To-do list.
(1) In the camera-voting passage, which host does the GET request address?
(2) List every prefix name that the camera-voting passage declares with an @prefix line.

───── Passage to read ─────

The above examples tells the server the camera's position, that it may start and stop (defining the semantics of the operations in the object such that they can be acted upon is a topic for further research) the remote video stream (being authorized in a preceding request), and it assumes a simple motion detection algorithm where the average is seen to change beyond what is expected from the standard deviation. Then, the response tells the client that it may/should update the server with new information after two seconds.

User interaction

The audience and the operators need to interact with a system to set priorities for cameras and to watch video streams. For this, the user agents need to know the position of the cameras, the status, i.e. whether it is set to on or off by an operator or producer, or auto, where the audience may vote. It should also have the total number of votes for a certain camera, so that the audience may see if their votes may be better used elsewhere. Finally, hypermedia triples should be added for logged-in users, to tell the client how to cast votes. This can be done like in the following example:

HTTP Example

GET /cams/ HTTP/1.1
Host: venue.orienteering.org

200 OK
Date: Fri, 24 Jan 2014 23:16:13 +0100
Content-Type: text/turtle

@prefix rev: <http://purl.org/stuff/rev#> .
@prefix hm: <http://example.org/hypermedia#> .
@prefix hma: <http://voting.orienteering.org/hypermedia-application-specific#> .
@prefix geo: <http://www.w3.org/2003/01/geo/wgs84_pos#> .
@prefix dcmit: <http://purl.org/dc/dcmitype/> .

<rtsp://camhost1.orienteering.org/stream> a dcmit:MovingImage ;
  geo:lat 59.97061 ;
  geo:long 10.64216 ;
  ex:status ex:on .

<rtsp://camhost2.orienteering.org/stream> a dcmit:MovingImage ;
  geo:lat 59.9503 ;
  geo:long 10.7214 ;
  ex:status ex:auto ;
  hm:canBe hma:votedFor ;
  rev:hasReview </user/foo/vote/1>, </user/bar/vote/56> .

</user/foo/vote/1> rev:rating 1.2 ; 
                   rev:rewiever </user/foo> ;
		   hm:canBe hm:deleted, hm:replaced .

───── Supplied information ─────

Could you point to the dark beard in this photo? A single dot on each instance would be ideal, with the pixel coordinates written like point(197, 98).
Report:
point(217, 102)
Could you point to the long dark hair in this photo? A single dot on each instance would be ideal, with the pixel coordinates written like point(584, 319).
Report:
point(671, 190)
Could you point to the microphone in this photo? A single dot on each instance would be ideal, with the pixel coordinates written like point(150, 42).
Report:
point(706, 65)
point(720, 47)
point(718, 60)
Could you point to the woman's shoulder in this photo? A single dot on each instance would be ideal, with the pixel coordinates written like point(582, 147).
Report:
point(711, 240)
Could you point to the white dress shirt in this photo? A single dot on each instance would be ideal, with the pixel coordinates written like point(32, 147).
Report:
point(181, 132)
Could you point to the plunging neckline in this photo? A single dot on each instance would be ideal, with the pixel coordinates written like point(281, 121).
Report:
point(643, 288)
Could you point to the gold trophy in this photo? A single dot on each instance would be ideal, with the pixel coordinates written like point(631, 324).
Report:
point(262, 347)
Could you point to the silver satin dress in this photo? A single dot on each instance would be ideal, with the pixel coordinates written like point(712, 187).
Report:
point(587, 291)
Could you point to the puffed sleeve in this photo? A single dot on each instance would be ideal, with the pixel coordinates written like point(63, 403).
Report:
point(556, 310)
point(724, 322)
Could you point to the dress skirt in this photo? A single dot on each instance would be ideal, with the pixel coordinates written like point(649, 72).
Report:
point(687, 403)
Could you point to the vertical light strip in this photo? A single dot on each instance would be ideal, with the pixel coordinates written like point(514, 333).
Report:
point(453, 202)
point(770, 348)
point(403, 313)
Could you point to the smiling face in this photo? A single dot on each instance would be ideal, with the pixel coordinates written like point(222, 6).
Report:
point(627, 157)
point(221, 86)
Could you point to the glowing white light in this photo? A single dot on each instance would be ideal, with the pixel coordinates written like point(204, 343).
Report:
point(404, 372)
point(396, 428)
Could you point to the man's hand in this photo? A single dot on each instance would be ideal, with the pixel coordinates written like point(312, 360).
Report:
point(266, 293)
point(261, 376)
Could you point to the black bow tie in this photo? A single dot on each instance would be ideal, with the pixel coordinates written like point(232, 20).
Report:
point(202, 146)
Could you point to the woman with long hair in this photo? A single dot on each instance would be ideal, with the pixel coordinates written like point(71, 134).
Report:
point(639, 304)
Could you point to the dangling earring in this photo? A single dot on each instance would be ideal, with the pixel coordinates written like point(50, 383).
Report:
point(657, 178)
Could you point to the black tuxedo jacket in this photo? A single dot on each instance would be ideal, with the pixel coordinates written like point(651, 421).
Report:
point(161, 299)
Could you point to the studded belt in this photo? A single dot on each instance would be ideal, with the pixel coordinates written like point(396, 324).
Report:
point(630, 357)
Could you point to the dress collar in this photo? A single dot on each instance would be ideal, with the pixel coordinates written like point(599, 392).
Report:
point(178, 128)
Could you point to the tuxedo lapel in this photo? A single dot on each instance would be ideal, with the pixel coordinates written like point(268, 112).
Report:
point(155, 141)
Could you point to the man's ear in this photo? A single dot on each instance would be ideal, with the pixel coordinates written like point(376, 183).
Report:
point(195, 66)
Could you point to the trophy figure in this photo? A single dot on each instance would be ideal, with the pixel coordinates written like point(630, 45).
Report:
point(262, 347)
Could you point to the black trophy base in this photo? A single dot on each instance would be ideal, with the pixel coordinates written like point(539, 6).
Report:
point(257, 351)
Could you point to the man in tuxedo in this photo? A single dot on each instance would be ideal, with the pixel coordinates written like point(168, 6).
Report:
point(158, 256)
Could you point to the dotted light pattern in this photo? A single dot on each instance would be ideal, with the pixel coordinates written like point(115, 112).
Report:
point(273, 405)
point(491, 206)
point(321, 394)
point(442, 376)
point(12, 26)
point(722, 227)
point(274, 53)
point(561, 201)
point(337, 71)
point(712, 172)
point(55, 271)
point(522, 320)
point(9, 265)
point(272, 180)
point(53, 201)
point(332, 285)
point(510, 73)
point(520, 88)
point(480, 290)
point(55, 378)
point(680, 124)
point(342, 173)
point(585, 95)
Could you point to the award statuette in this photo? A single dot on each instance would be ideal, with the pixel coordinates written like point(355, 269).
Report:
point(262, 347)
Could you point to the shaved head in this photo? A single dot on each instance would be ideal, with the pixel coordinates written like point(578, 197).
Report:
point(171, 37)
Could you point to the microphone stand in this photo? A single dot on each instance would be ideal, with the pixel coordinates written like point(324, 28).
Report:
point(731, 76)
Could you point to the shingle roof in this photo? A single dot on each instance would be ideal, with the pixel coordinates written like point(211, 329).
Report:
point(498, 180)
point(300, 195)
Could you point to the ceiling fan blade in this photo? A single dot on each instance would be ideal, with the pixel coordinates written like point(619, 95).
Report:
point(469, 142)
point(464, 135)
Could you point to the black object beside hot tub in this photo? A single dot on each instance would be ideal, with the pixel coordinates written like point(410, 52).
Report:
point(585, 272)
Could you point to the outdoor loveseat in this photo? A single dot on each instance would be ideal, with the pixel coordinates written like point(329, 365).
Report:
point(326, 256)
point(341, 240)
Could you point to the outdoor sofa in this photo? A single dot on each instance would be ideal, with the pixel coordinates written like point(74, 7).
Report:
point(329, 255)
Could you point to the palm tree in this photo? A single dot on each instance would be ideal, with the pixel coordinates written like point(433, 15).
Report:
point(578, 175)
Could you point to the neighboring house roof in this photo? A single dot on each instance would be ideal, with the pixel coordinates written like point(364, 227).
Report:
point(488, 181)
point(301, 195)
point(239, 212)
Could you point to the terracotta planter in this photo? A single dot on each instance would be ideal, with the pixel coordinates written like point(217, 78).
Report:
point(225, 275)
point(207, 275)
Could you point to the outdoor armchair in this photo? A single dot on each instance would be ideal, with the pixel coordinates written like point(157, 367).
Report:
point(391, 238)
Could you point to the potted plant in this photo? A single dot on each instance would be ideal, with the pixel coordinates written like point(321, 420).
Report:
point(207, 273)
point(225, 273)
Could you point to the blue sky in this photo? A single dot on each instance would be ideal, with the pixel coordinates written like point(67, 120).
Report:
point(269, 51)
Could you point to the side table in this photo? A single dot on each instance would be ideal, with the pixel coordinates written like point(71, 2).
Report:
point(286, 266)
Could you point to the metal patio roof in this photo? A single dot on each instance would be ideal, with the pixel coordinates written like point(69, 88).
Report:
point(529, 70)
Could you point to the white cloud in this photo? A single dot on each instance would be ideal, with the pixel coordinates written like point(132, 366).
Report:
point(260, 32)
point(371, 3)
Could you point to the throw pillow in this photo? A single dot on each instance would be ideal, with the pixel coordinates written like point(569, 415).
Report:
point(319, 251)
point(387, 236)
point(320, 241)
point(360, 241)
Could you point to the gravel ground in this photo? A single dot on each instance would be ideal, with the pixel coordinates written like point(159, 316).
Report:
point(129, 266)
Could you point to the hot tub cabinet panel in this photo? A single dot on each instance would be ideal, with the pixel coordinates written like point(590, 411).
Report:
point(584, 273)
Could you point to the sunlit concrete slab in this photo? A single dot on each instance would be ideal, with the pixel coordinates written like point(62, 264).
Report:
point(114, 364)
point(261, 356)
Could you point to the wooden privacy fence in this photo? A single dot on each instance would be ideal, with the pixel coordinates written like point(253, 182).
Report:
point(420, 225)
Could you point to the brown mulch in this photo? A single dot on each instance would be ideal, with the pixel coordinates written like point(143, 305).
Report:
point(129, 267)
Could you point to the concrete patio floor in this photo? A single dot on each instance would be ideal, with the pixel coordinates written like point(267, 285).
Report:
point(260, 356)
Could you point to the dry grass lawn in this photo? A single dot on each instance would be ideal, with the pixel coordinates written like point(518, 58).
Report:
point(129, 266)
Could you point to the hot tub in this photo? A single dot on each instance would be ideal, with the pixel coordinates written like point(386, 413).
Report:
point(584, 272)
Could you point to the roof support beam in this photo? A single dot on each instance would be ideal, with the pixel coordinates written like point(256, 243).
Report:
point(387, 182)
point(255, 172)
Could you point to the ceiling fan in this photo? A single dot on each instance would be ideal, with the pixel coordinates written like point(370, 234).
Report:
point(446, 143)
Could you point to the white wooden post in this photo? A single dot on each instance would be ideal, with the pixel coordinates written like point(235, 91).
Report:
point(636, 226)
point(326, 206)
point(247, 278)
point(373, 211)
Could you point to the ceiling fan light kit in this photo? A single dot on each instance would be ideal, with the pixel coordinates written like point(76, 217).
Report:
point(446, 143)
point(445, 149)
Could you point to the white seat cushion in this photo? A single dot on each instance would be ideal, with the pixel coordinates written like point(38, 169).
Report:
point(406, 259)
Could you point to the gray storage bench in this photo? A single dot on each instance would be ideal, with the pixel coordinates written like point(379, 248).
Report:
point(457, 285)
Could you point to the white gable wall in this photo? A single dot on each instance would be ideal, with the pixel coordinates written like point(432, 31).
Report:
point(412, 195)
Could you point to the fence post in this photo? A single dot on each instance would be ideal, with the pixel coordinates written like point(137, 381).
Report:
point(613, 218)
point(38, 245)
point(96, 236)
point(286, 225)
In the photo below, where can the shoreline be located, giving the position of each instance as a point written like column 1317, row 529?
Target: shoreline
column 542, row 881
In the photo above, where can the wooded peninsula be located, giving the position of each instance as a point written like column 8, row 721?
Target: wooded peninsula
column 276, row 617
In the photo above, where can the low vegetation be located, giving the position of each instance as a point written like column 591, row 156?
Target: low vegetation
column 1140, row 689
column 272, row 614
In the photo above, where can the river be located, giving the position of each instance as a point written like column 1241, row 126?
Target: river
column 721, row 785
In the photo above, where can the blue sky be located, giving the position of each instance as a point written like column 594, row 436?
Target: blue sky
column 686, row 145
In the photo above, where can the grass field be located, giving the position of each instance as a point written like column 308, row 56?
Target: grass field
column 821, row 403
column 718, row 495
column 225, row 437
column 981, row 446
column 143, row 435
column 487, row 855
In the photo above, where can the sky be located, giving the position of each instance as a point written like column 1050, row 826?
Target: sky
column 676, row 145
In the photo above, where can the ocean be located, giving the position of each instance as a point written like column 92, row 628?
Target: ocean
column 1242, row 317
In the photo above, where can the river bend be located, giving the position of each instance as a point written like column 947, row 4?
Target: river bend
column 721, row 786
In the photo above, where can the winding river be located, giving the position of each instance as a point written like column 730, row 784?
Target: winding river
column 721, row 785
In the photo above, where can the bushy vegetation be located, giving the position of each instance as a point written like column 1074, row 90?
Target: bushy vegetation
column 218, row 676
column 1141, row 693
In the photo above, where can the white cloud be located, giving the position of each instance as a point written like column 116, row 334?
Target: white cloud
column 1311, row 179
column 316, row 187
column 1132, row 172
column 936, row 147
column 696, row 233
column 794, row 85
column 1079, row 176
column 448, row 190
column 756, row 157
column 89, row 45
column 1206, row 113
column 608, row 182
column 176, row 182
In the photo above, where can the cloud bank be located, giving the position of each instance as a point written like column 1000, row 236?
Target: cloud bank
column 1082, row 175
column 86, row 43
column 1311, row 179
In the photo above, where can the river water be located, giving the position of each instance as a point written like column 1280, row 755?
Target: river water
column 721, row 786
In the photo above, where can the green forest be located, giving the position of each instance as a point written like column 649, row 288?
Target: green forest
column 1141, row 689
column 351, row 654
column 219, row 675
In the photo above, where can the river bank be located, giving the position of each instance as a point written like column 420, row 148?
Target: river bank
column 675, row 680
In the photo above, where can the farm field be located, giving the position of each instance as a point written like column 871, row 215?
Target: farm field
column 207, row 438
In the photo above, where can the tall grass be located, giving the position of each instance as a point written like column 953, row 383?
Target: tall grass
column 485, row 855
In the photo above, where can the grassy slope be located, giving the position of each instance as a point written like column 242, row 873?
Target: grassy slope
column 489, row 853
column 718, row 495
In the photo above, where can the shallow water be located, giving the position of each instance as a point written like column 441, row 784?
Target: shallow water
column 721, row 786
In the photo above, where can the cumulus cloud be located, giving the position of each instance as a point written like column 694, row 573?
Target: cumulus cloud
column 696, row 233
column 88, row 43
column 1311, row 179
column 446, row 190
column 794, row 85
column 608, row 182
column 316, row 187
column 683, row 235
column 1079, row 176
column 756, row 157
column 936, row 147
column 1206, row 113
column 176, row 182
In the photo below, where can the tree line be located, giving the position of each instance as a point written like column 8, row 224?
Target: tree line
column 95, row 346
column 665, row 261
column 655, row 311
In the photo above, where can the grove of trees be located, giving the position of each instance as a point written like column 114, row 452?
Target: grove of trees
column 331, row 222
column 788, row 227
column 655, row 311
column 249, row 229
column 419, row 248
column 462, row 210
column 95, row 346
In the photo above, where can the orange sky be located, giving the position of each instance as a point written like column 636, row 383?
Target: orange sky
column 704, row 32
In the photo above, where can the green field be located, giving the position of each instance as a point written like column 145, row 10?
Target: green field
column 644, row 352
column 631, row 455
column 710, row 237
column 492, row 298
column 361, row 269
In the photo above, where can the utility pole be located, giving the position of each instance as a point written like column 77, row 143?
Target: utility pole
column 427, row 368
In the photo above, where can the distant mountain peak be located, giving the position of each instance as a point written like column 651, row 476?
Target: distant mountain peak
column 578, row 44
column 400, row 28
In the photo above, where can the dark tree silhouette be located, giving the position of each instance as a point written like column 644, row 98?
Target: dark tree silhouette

─────

Responses to the exercise.
(1) venue.orienteering.org

(2) rev, hm, hma, geo, dcmit